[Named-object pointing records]
━━━━━━━━━━━━━━━━━━━━━━━━━━━━━━
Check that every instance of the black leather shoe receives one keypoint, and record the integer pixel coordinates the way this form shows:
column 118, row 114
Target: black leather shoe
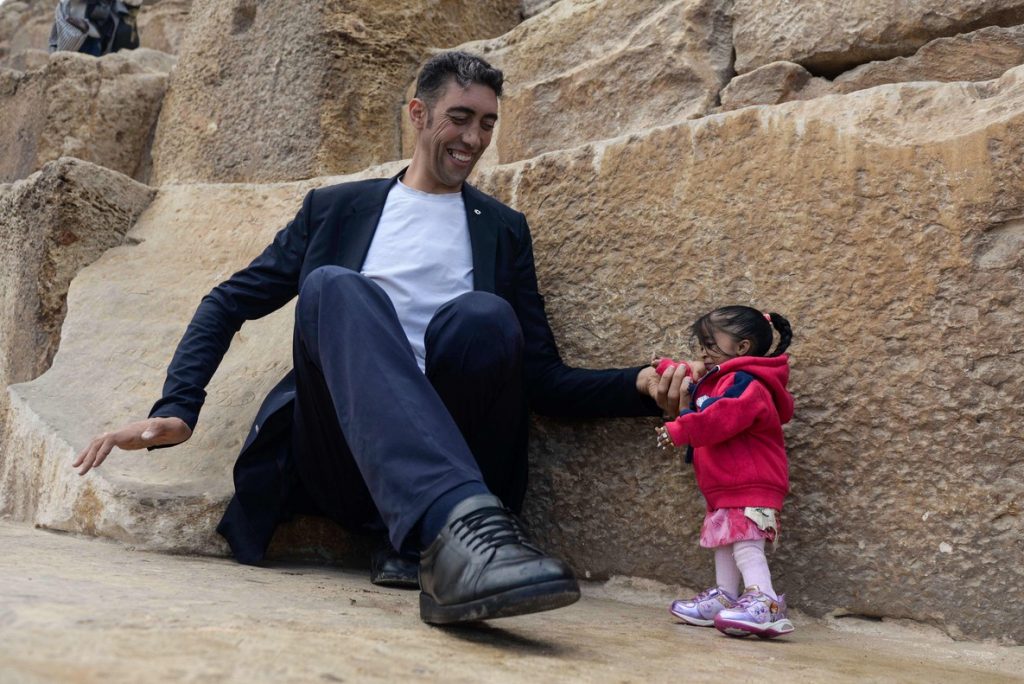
column 482, row 566
column 391, row 568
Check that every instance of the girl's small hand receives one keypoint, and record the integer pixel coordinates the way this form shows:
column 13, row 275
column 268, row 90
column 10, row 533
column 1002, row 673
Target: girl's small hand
column 697, row 369
column 664, row 440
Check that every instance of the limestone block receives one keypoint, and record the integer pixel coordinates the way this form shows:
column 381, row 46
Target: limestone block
column 530, row 7
column 587, row 71
column 275, row 91
column 25, row 25
column 100, row 111
column 771, row 84
column 126, row 314
column 162, row 25
column 51, row 225
column 830, row 37
column 887, row 226
column 28, row 60
column 979, row 55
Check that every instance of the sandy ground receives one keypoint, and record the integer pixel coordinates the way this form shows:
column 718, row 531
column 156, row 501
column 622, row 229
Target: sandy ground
━━━━━━━━━━━━━━━━━━━━━━━━━━━━━━
### Requirement
Reproduce the lines of the records verbatim, starting at the line that contains "Check that every instance of the girl's" and ending at the line that contains "column 979, row 55", with both of those lines included.

### Result of this task
Check that every instance of the girl's small hand receives one keypoint, and record the integer pixel coordinates the way this form shows:
column 13, row 275
column 268, row 90
column 10, row 533
column 1002, row 673
Target: girl's small hand
column 697, row 369
column 664, row 440
Check that every instance of the limestone block receives one keypoint, and record the integer pixel coordinates the way this form shows:
column 381, row 46
Target: limestone block
column 530, row 7
column 587, row 71
column 275, row 91
column 25, row 25
column 100, row 111
column 771, row 84
column 126, row 314
column 162, row 25
column 51, row 225
column 830, row 37
column 887, row 226
column 28, row 60
column 979, row 55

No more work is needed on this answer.